§ **TO DO**:
Every entry below needs to be repeated exactly as written.

§ **SUPPLIED MATERIAL**:
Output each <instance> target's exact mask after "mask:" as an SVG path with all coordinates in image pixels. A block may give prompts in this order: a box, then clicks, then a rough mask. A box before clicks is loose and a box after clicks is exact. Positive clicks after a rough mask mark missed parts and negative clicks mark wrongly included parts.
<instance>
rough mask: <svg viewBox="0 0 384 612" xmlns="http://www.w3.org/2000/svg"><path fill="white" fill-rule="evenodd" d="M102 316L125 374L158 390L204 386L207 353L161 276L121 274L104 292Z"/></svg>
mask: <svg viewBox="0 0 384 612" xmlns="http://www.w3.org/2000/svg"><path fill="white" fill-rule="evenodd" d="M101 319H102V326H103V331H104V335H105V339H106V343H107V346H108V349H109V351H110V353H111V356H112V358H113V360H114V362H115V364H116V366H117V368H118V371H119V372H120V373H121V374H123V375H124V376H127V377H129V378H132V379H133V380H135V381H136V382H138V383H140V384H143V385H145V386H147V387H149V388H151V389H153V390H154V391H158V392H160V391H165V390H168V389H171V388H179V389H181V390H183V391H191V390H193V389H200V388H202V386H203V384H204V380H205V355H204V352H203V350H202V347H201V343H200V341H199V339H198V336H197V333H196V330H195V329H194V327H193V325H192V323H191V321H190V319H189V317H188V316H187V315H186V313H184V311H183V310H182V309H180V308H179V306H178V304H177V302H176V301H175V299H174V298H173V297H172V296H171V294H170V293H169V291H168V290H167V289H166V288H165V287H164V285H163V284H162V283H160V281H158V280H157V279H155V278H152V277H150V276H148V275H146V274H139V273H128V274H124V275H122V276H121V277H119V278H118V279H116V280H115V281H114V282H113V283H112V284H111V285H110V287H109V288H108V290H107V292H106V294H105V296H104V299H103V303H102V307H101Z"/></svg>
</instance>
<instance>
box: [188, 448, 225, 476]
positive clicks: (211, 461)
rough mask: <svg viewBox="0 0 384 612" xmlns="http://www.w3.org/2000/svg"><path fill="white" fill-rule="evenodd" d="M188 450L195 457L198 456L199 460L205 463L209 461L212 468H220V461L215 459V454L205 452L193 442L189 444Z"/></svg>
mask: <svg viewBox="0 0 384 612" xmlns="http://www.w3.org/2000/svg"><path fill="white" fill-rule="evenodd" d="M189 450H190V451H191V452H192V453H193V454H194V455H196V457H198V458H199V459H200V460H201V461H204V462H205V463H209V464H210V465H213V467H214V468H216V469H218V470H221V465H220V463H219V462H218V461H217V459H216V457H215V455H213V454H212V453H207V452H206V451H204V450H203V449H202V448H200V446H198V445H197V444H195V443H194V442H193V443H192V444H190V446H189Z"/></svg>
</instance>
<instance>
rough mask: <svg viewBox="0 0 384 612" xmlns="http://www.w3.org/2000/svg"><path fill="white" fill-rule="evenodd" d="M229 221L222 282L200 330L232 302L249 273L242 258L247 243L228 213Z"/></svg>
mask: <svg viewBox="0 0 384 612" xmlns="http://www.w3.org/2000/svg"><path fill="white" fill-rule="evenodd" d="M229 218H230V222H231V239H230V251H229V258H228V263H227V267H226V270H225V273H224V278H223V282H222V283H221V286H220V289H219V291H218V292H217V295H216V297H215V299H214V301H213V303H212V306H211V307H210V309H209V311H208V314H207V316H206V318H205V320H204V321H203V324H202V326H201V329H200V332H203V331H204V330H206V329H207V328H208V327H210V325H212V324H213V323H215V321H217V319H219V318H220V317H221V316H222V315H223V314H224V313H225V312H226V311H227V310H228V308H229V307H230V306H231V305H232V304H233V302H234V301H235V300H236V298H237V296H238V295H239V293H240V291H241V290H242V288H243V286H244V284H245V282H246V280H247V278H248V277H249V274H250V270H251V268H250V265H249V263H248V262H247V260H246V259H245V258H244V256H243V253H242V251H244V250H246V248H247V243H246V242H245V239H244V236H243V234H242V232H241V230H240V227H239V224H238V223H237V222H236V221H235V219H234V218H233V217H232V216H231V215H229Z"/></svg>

§ **YOUR RESPONSE**:
Output each <instance> target's exact mask after "mask:" as an SVG path with all coordinates in image pixels. A block may give prompts in this order: a box, then clicks, then a rough mask. A box before clicks is loose and a box after clicks is exact. Positive clicks after a rough mask mark missed parts and negative clicks mark wrongly included parts.
<instance>
rough mask: <svg viewBox="0 0 384 612" xmlns="http://www.w3.org/2000/svg"><path fill="white" fill-rule="evenodd" d="M102 316L125 374L158 390L204 386L207 353L161 276L121 274L104 292Z"/></svg>
mask: <svg viewBox="0 0 384 612" xmlns="http://www.w3.org/2000/svg"><path fill="white" fill-rule="evenodd" d="M101 319H102V326H103V331H104V335H105V339H106V343H107V346H108V349H109V351H110V353H111V356H112V358H113V360H114V362H115V364H116V366H117V368H118V371H119V372H120V373H121V374H123V375H124V376H127V377H129V378H132V379H133V380H135V381H136V382H138V383H140V384H143V385H145V386H147V387H149V388H151V389H153V390H154V391H158V392H160V391H165V390H168V389H171V388H179V389H181V390H183V391H191V390H193V389H200V388H202V386H203V384H204V380H205V355H204V352H203V350H202V347H201V343H200V341H199V339H198V336H197V333H196V330H195V329H194V327H193V325H192V323H191V321H190V319H189V317H188V316H187V315H186V313H184V311H183V310H182V309H180V308H179V306H178V304H177V302H176V301H175V299H174V298H173V297H172V296H171V294H170V293H169V291H168V290H167V289H166V288H165V287H164V285H163V284H162V283H160V281H158V280H157V279H155V278H152V277H150V276H148V275H146V274H139V273H128V274H124V275H122V276H121V277H119V278H118V279H116V280H115V281H114V282H113V283H112V284H111V285H110V287H109V288H108V290H107V292H106V294H105V296H104V299H103V303H102V307H101Z"/></svg>
</instance>
<instance>
box: [188, 448, 225, 476]
positive clicks: (211, 461)
rough mask: <svg viewBox="0 0 384 612" xmlns="http://www.w3.org/2000/svg"><path fill="white" fill-rule="evenodd" d="M188 450L195 457L198 456L199 460L205 463L209 461L212 468H220V461L215 459V454L205 452L193 442L189 444Z"/></svg>
mask: <svg viewBox="0 0 384 612" xmlns="http://www.w3.org/2000/svg"><path fill="white" fill-rule="evenodd" d="M189 450H190V451H191V452H192V453H193V454H194V455H196V457H198V458H199V459H200V460H201V461H204V462H205V463H209V464H210V465H213V467H214V468H216V469H218V470H221V465H220V463H219V462H218V461H217V459H216V457H215V455H213V454H212V453H207V452H206V451H204V450H203V449H202V448H200V446H198V445H197V444H195V443H194V442H193V443H192V444H190V446H189Z"/></svg>
</instance>
<instance>
rough mask: <svg viewBox="0 0 384 612" xmlns="http://www.w3.org/2000/svg"><path fill="white" fill-rule="evenodd" d="M229 221L222 282L200 330L232 302L249 273L242 258L247 243L228 213Z"/></svg>
mask: <svg viewBox="0 0 384 612" xmlns="http://www.w3.org/2000/svg"><path fill="white" fill-rule="evenodd" d="M229 218H230V222H231V239H230V251H229V258H228V263H227V267H226V270H225V273H224V278H223V282H222V283H221V286H220V289H219V291H218V292H217V295H216V297H215V299H214V301H213V303H212V306H211V307H210V309H209V311H208V314H207V316H206V318H205V320H204V321H203V324H202V326H201V329H200V332H203V331H204V330H206V329H207V328H208V327H210V325H212V324H213V323H215V321H217V319H219V318H220V317H221V316H222V315H223V314H224V313H225V312H226V311H227V310H228V308H229V307H230V306H231V305H232V304H233V302H234V301H235V300H236V298H237V296H238V295H239V293H240V291H241V290H242V288H243V286H244V284H245V282H246V280H247V278H248V277H249V274H250V270H251V268H250V265H249V263H248V262H247V260H246V259H245V258H244V256H243V253H242V251H244V250H246V248H247V243H246V242H245V239H244V236H243V234H242V232H241V230H240V227H239V224H238V223H237V222H236V221H235V219H234V218H233V217H232V216H231V215H229Z"/></svg>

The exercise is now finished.